Dataset entries:
►
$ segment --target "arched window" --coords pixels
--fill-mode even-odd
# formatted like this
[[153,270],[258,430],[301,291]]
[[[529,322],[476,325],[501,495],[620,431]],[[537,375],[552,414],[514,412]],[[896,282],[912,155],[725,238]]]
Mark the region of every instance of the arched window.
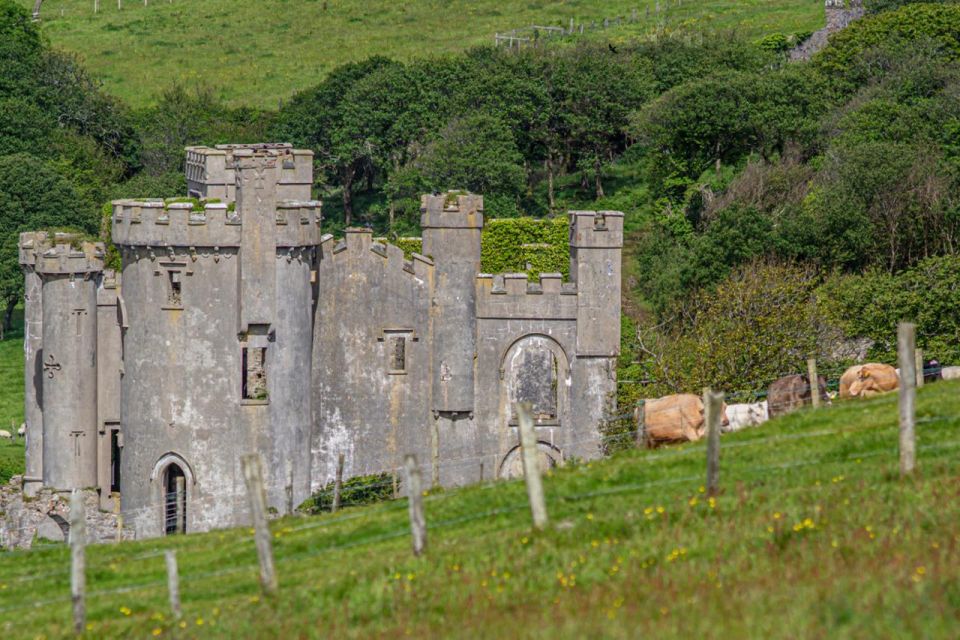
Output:
[[516,341],[504,357],[504,382],[510,403],[510,424],[517,424],[514,405],[529,402],[535,424],[558,426],[563,414],[567,363],[552,338],[531,335]]

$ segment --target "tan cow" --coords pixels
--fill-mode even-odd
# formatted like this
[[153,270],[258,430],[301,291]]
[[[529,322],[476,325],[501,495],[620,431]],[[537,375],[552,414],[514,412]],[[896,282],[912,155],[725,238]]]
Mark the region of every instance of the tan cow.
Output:
[[[723,405],[722,424],[728,424],[727,405]],[[678,393],[647,400],[643,405],[644,440],[656,447],[669,442],[695,442],[706,435],[703,399],[692,393]]]
[[870,398],[896,391],[900,377],[888,364],[871,362],[847,369],[840,378],[841,398]]

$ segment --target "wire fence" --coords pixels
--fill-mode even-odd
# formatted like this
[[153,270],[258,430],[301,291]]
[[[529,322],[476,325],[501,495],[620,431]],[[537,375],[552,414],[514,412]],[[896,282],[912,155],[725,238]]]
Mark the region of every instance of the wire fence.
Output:
[[[921,423],[927,425],[933,425],[936,423],[960,423],[960,415],[924,415],[921,417]],[[729,442],[728,444],[724,445],[724,450],[730,450],[729,456],[732,457],[736,457],[738,455],[735,453],[737,450],[748,447],[759,447],[765,452],[777,452],[780,449],[770,445],[775,445],[777,443],[786,441],[824,437],[840,437],[840,439],[843,439],[843,437],[847,434],[860,433],[864,431],[880,435],[877,428],[873,425],[821,429],[816,431],[773,435],[762,435],[762,432],[754,432],[743,434],[745,437],[742,439]],[[890,432],[891,429],[883,429],[882,435],[889,436]],[[636,435],[636,433],[633,435]],[[599,441],[601,439],[602,438],[596,438],[594,440]],[[943,455],[952,455],[958,448],[960,448],[960,439],[952,438],[941,440],[935,444],[921,445],[919,450],[924,455],[925,460],[932,461]],[[642,463],[647,467],[650,467],[651,465],[655,467],[656,465],[670,463],[683,458],[695,458],[702,456],[704,454],[704,450],[705,447],[703,445],[694,444],[684,448],[652,451],[647,453],[642,458]],[[895,456],[895,454],[896,446],[892,440],[889,440],[881,446],[846,451],[842,456],[833,459],[831,459],[831,456],[835,454],[832,452],[827,455],[815,455],[799,458],[779,458],[778,456],[774,455],[770,456],[770,460],[766,460],[761,464],[731,465],[731,477],[728,481],[731,483],[753,482],[758,479],[770,481],[771,478],[783,481],[783,472],[811,466],[816,466],[820,471],[829,472],[829,475],[834,473],[833,470],[835,467],[842,468],[844,466],[853,464],[855,461],[871,457],[890,456],[892,458]],[[476,456],[465,456],[460,461],[476,459]],[[702,473],[688,473],[667,478],[647,479],[638,482],[621,482],[616,484],[611,483],[609,486],[603,486],[589,491],[566,492],[562,494],[558,493],[552,496],[551,510],[556,514],[556,517],[562,518],[568,515],[569,508],[571,506],[575,506],[585,500],[602,499],[624,493],[644,492],[652,489],[674,486],[685,487],[683,493],[687,493],[691,490],[695,491],[694,487],[700,484],[702,479]],[[789,488],[788,490],[813,491],[815,490],[815,487],[793,487]],[[457,491],[430,494],[427,496],[427,507],[430,512],[437,513],[438,505],[446,504],[450,498],[457,495],[459,495]],[[176,501],[181,497],[182,496],[179,492],[169,492],[164,495],[164,499],[169,501]],[[240,496],[238,496],[238,499],[239,498]],[[287,582],[288,584],[295,583],[298,577],[309,573],[312,569],[310,568],[310,565],[304,563],[305,560],[312,560],[319,556],[332,554],[336,551],[343,551],[359,546],[373,545],[406,538],[410,535],[410,531],[400,514],[400,512],[404,511],[405,509],[406,501],[404,500],[397,500],[380,505],[376,514],[373,515],[375,520],[379,520],[377,520],[373,526],[369,527],[369,532],[365,532],[363,527],[359,526],[363,524],[362,521],[371,519],[371,514],[367,513],[366,511],[340,513],[334,516],[327,516],[320,519],[309,519],[299,524],[292,524],[282,527],[280,527],[280,524],[278,523],[278,525],[275,526],[275,529],[280,527],[277,533],[282,533],[282,537],[278,537],[277,539],[276,563],[283,572],[282,575],[284,577],[284,581],[289,581]],[[517,514],[527,512],[528,509],[529,505],[525,500],[523,500],[521,497],[514,497],[508,500],[506,504],[499,504],[493,508],[478,512],[458,514],[456,512],[443,513],[441,511],[440,517],[430,520],[430,531],[432,535],[442,535],[442,533],[445,531],[456,529],[457,527],[462,527],[475,522],[486,522],[487,526],[485,531],[488,533],[495,533],[510,528],[525,529],[525,526],[522,524],[522,522],[517,521],[516,516]],[[129,511],[126,513],[128,516],[133,516],[137,513],[137,511]],[[166,510],[164,510],[164,513],[166,513]],[[380,520],[386,520],[386,522],[381,522]],[[359,528],[358,526],[351,525],[358,525]],[[322,537],[319,537],[319,534],[321,533],[328,534],[328,538],[333,536],[333,534],[338,535],[333,536],[333,540],[325,540]],[[300,542],[311,542],[314,540],[318,541],[319,544],[302,545]],[[214,549],[219,549],[221,551],[223,549],[223,543],[218,541],[215,536],[208,536],[200,539],[194,539],[191,536],[182,538],[178,537],[177,542],[178,550],[182,551],[183,553],[191,554],[191,557],[201,556],[204,553]],[[230,541],[231,557],[236,559],[241,557],[243,554],[246,554],[249,556],[248,562],[241,563],[238,566],[200,571],[188,570],[185,572],[182,576],[182,579],[187,587],[187,592],[199,593],[202,588],[208,586],[210,581],[215,581],[226,576],[239,577],[247,575],[252,581],[257,572],[257,564],[252,542],[253,540],[251,538],[233,538]],[[155,563],[159,562],[159,558],[163,556],[164,549],[168,548],[169,544],[169,538],[162,544],[158,541],[158,546],[156,548],[146,549],[136,556],[125,558],[124,561],[132,563],[146,563],[144,567],[145,571],[153,571],[156,573],[157,567]],[[5,575],[3,581],[8,585],[12,585],[14,589],[21,588],[18,585],[26,587],[30,583],[37,580],[55,579],[65,582],[70,572],[65,568],[65,558],[63,555],[64,554],[58,554],[51,558],[52,562],[59,563],[59,566],[61,567],[59,569],[38,571],[38,567],[31,565],[28,573],[24,575]],[[151,563],[154,564],[151,565]],[[103,574],[109,571],[110,564],[111,559],[109,556],[97,558],[97,562],[88,566],[88,571],[93,575]],[[152,567],[152,569],[148,570],[148,565]],[[95,584],[93,586],[94,588],[86,594],[86,597],[91,600],[96,600],[119,594],[131,594],[146,591],[156,592],[154,595],[162,594],[167,587],[167,581],[163,578],[145,578],[143,580],[131,581],[128,584],[111,586],[109,588],[97,589]],[[209,593],[205,593],[204,598],[209,597]],[[0,605],[0,613],[6,614],[14,611],[25,612],[30,609],[36,609],[47,605],[66,605],[70,601],[70,595],[64,593],[58,596],[30,599],[27,602]]]

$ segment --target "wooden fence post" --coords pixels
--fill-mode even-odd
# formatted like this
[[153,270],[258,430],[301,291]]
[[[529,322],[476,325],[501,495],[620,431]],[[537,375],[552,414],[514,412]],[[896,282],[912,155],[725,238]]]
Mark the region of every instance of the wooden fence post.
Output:
[[73,630],[82,634],[87,626],[87,518],[83,494],[74,489],[70,494],[70,595],[73,599]]
[[406,469],[407,505],[410,511],[410,534],[413,538],[413,555],[419,556],[427,548],[427,518],[423,514],[423,487],[417,458],[407,455],[403,459]]
[[177,533],[186,533],[187,532],[187,480],[183,476],[178,476],[176,479],[176,492],[177,495],[174,496],[177,505]]
[[516,404],[517,418],[520,422],[520,453],[523,459],[523,477],[527,483],[527,497],[530,499],[530,514],[533,516],[533,528],[542,530],[547,526],[547,504],[543,497],[543,479],[540,477],[540,447],[537,446],[537,434],[533,430],[533,418],[530,416],[529,402]]
[[917,386],[923,386],[923,349],[914,349],[914,367],[917,370]]
[[287,468],[285,474],[287,484],[283,488],[284,497],[287,499],[287,515],[293,515],[293,462],[287,460]]
[[900,475],[913,473],[916,466],[917,443],[915,403],[917,396],[917,372],[914,349],[917,344],[917,327],[910,322],[897,326],[897,359],[900,363]]
[[807,379],[810,381],[810,400],[814,409],[820,408],[820,376],[817,375],[817,359],[807,358]]
[[170,592],[170,610],[173,619],[179,620],[180,611],[180,574],[177,571],[177,551],[167,549],[163,553],[167,561],[167,590]]
[[123,514],[120,513],[120,494],[113,494],[113,513],[117,516],[117,542],[123,540]]
[[267,595],[274,595],[277,592],[277,574],[273,566],[273,547],[267,526],[267,496],[263,489],[263,467],[259,454],[243,456],[240,466],[250,497],[250,516],[253,518],[254,540],[260,560],[260,587]]
[[333,481],[333,504],[330,506],[330,513],[336,513],[340,510],[340,494],[343,491],[343,454],[337,454],[337,477]]
[[440,421],[433,421],[433,436],[430,438],[431,487],[440,486]]
[[707,495],[720,491],[720,422],[723,414],[723,394],[709,387],[703,390],[703,418],[707,427]]

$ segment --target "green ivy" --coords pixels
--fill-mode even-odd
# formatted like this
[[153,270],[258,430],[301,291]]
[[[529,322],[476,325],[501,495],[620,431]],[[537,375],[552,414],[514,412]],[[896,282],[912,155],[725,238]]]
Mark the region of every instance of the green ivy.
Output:
[[566,218],[503,218],[488,220],[483,228],[480,268],[485,273],[541,273],[570,275],[570,246]]

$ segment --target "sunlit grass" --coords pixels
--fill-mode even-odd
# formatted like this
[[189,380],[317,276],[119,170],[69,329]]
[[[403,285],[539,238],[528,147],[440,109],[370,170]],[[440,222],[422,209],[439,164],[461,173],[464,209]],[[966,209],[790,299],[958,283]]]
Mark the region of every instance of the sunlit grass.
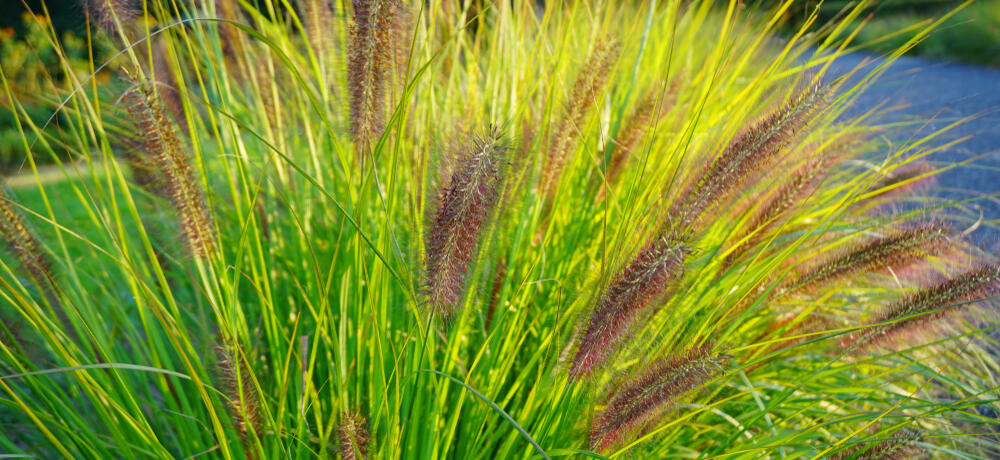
◄
What is required:
Please find the lines in the data that contain the word "Mark" and copy them.

Output:
Mark the region of every instance of the arched window.
Mark the region of every instance of the tan cow.
Mark the region of every instance of the wire fence.
Mark the region of every instance of the wooden fence post.
Mark the region of every instance of the green ivy.
Mark the region of every instance of the sunlit grass.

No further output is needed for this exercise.